### Task description
Pick out every line in the items below that contains the word "clear", and copy each one.

[start]

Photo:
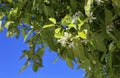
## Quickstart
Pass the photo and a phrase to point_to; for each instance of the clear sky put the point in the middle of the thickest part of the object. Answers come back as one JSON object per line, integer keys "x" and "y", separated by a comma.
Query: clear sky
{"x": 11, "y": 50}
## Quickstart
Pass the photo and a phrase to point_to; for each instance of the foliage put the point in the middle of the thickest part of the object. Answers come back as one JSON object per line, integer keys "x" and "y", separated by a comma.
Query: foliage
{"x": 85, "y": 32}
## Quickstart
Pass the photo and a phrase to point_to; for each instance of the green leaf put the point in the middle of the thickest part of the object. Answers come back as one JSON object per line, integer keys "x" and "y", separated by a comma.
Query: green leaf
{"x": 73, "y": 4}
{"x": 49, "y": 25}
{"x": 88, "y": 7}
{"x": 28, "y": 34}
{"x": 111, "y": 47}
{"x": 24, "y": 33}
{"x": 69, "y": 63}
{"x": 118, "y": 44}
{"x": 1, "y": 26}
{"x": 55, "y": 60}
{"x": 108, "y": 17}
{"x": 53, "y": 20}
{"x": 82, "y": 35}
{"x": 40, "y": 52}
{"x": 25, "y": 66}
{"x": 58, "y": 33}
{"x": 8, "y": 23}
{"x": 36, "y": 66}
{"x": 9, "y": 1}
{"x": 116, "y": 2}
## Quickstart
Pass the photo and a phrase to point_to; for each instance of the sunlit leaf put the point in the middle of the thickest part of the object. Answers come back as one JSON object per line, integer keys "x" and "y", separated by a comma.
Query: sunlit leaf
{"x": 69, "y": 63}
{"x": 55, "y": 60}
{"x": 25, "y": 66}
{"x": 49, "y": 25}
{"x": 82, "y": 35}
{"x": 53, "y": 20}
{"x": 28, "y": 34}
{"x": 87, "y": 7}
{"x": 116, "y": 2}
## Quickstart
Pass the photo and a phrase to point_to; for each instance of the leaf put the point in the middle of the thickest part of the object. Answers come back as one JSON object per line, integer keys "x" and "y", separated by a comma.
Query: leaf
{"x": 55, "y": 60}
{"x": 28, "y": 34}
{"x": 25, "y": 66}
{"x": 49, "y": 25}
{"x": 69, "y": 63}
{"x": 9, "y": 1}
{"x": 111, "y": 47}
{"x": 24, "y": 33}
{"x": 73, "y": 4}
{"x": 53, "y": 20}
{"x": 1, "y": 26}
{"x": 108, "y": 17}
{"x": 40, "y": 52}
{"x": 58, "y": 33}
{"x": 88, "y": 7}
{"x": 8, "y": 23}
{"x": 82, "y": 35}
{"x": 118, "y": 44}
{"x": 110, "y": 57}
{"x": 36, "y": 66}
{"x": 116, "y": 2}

[end]
[start]

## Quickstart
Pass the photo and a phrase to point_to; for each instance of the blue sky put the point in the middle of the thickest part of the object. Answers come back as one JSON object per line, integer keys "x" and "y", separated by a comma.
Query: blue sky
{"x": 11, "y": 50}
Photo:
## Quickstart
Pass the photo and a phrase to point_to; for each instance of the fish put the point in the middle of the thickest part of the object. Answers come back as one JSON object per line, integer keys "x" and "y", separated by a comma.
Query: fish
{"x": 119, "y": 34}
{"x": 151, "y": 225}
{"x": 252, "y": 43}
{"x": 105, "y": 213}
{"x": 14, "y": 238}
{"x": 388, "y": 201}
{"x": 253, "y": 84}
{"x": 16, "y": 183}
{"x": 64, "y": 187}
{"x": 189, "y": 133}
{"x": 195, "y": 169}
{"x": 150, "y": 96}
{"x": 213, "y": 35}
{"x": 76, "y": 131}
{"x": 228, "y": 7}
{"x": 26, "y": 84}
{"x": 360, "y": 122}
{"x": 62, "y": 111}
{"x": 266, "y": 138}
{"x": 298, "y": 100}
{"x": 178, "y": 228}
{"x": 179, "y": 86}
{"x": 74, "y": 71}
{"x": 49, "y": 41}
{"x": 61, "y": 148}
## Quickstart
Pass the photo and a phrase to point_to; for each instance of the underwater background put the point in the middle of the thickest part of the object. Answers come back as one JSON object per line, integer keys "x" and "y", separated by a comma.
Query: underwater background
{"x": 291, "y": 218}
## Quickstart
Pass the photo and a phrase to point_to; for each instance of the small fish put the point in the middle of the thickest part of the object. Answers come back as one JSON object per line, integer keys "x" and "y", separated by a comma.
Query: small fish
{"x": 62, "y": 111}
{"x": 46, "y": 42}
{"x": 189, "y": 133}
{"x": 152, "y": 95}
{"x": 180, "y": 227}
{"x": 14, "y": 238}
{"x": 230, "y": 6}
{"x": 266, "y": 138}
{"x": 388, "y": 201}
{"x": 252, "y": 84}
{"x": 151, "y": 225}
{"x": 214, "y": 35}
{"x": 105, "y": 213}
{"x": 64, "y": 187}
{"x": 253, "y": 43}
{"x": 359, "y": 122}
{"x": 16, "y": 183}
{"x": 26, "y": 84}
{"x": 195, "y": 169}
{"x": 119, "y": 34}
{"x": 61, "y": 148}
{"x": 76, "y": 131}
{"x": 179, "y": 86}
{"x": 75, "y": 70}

[end]

### Written answer
Pass the photo and a phrase to point_to; for each instance of the clear sky put the point in the middle of the thickest part of the object. Answers come back as one JSON object per line, integer keys "x" and "y", separated by a comma.
Query: clear sky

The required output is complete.